**Task statement:** Every entry should be given again exactly, with nothing dropped.
* * * *
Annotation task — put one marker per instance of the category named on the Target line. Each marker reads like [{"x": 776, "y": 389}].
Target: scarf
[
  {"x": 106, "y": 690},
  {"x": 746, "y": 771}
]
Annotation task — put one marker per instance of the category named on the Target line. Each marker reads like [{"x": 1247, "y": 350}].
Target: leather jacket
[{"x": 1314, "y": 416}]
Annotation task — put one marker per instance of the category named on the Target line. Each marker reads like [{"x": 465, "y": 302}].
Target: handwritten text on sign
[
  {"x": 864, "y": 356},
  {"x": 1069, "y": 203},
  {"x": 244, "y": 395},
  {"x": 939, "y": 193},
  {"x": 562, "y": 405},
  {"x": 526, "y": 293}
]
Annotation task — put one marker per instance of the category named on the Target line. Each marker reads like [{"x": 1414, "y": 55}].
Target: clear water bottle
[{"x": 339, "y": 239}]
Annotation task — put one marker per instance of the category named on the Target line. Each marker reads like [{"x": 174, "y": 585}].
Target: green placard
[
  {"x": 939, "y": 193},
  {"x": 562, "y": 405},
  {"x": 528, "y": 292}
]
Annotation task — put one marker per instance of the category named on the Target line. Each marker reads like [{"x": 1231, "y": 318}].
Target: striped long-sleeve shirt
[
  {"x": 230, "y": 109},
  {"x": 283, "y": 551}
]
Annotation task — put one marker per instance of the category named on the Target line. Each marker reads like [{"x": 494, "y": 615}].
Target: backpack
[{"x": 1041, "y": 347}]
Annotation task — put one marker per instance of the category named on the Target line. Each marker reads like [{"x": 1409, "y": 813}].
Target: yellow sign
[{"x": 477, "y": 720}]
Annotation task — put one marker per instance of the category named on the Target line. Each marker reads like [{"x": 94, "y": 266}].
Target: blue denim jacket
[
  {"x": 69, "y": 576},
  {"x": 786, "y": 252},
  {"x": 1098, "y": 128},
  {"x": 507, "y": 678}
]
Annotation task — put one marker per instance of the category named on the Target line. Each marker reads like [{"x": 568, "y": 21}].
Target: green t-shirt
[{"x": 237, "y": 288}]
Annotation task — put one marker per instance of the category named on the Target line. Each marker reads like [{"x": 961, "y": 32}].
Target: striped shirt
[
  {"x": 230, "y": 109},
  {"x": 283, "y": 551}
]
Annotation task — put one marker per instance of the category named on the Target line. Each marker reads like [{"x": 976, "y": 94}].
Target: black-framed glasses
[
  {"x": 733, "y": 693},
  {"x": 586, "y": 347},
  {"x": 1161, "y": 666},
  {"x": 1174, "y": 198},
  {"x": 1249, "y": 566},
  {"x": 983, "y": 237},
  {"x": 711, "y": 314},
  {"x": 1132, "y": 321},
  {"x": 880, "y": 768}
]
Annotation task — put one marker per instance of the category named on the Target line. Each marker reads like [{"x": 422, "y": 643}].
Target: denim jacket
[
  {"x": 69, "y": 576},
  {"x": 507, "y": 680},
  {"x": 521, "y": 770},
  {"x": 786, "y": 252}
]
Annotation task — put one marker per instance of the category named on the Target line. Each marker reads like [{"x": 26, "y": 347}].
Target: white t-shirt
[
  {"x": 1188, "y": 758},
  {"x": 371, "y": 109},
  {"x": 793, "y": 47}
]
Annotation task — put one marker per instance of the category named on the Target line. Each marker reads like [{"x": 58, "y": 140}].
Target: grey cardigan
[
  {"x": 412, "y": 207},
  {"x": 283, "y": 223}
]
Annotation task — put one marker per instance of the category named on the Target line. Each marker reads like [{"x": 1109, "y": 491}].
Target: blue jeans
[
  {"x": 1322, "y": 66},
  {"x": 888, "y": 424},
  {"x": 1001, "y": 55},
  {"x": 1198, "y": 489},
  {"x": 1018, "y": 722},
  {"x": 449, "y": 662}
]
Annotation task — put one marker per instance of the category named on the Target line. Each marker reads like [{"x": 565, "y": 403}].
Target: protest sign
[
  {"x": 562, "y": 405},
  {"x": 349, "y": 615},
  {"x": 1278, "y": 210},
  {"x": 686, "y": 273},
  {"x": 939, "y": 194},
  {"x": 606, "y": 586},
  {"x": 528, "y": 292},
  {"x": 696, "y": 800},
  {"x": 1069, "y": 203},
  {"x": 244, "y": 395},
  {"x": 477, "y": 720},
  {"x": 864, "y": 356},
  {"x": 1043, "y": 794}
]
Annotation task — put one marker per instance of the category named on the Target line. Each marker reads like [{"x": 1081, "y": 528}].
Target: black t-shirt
* * * *
**Exercise output:**
Annotation task — put one marker per instance of the category named on the Target line. Each marker reads like [{"x": 776, "y": 389}].
Target: scarf
[
  {"x": 106, "y": 690},
  {"x": 746, "y": 771}
]
Annotation task — put one marker per instance of the category named on the Target line. Each marker reads like [{"x": 1247, "y": 350}].
Target: leather jacket
[{"x": 1314, "y": 416}]
Annotation task — put one marker per instance of the category named on the Target line. Each marker reads like [{"x": 465, "y": 302}].
Target: handwritten text on sign
[
  {"x": 864, "y": 356},
  {"x": 1069, "y": 203},
  {"x": 244, "y": 395},
  {"x": 939, "y": 193},
  {"x": 562, "y": 405},
  {"x": 526, "y": 293}
]
Annotation task — put one marker per instance of the category named on the Target line. Each marker reads like [{"x": 1414, "y": 55}].
Target: clear water bottle
[{"x": 339, "y": 239}]
Annotation task — put one marker per instance of the category named on the Target line. Each marker reads like [{"x": 174, "y": 585}].
Target: green placard
[
  {"x": 939, "y": 193},
  {"x": 562, "y": 405},
  {"x": 528, "y": 292}
]
Annotation task — put one marker per instance of the category named on the Target line. Each marker reads like [{"x": 1231, "y": 318}].
Target: striped long-sleeve shirt
[
  {"x": 230, "y": 109},
  {"x": 283, "y": 551}
]
Annotation task — put one marker per instance of the category named on the Target line. Each marker reads like [{"x": 494, "y": 615}].
Target: backpack
[{"x": 1041, "y": 347}]
Annotation task — put one marker per instance of the category named on the Target line. Each marker reads like [{"x": 1409, "y": 813}].
Target: yellow sign
[{"x": 477, "y": 720}]
Annotation task — put one marker per instance of the category named on the Target line. Each marker reads like [{"x": 94, "y": 266}].
Target: blue denim jacket
[
  {"x": 69, "y": 576},
  {"x": 786, "y": 252},
  {"x": 1098, "y": 128},
  {"x": 507, "y": 678}
]
Annotation task — put one marker per instance of the category named on the Target line. Each marker reads like [{"x": 568, "y": 21}].
Target: green t-shirt
[{"x": 237, "y": 288}]
Annotation task — put one marker per instance of the category named on the Target line. Each marker reads like [{"x": 961, "y": 32}].
Target: striped shirt
[
  {"x": 230, "y": 109},
  {"x": 283, "y": 551}
]
Annotation task — put one marker per instance of the category named on the Target line. Each marker reads like [{"x": 976, "y": 94}].
Target: black-framed glasses
[
  {"x": 733, "y": 693},
  {"x": 586, "y": 347},
  {"x": 1161, "y": 666},
  {"x": 1174, "y": 198},
  {"x": 1249, "y": 566},
  {"x": 983, "y": 237},
  {"x": 711, "y": 314},
  {"x": 1132, "y": 321},
  {"x": 880, "y": 768}
]
Annotation task — put one marker per instance of the category named on the Target line. Each marker reads like [{"x": 422, "y": 643}].
Target: denim jacket
[
  {"x": 69, "y": 576},
  {"x": 507, "y": 680},
  {"x": 521, "y": 770},
  {"x": 786, "y": 252}
]
Annotation task — put one marker per instance of the category named on the Target line. Each marker reads like [{"x": 26, "y": 347}].
Target: white t-shirt
[
  {"x": 1188, "y": 758},
  {"x": 371, "y": 109},
  {"x": 793, "y": 47}
]
Annotation task — put one marker per instance of the category named on the Target line. Each marker reads like [{"x": 58, "y": 140}].
Target: grey cardigan
[
  {"x": 412, "y": 207},
  {"x": 283, "y": 223}
]
Annotation task — put one marker per instance of the category named on the Target line. Each marker reads like [{"x": 1109, "y": 491}].
Target: blue jeans
[
  {"x": 1322, "y": 66},
  {"x": 888, "y": 424},
  {"x": 1001, "y": 55},
  {"x": 1198, "y": 489},
  {"x": 1018, "y": 722},
  {"x": 449, "y": 662}
]
Annotation task — put one marker per instance of the category named on the Target line. Each marker reads like [{"x": 565, "y": 403}].
Target: protest sign
[
  {"x": 562, "y": 405},
  {"x": 349, "y": 615},
  {"x": 1278, "y": 210},
  {"x": 686, "y": 273},
  {"x": 939, "y": 194},
  {"x": 606, "y": 586},
  {"x": 528, "y": 292},
  {"x": 696, "y": 800},
  {"x": 1069, "y": 203},
  {"x": 244, "y": 395},
  {"x": 477, "y": 720},
  {"x": 864, "y": 356},
  {"x": 1043, "y": 794}
]
Annotation task — put one marker per instance of the category named on the Target line. Each marker reads like [{"x": 1081, "y": 528}].
Target: black t-shirt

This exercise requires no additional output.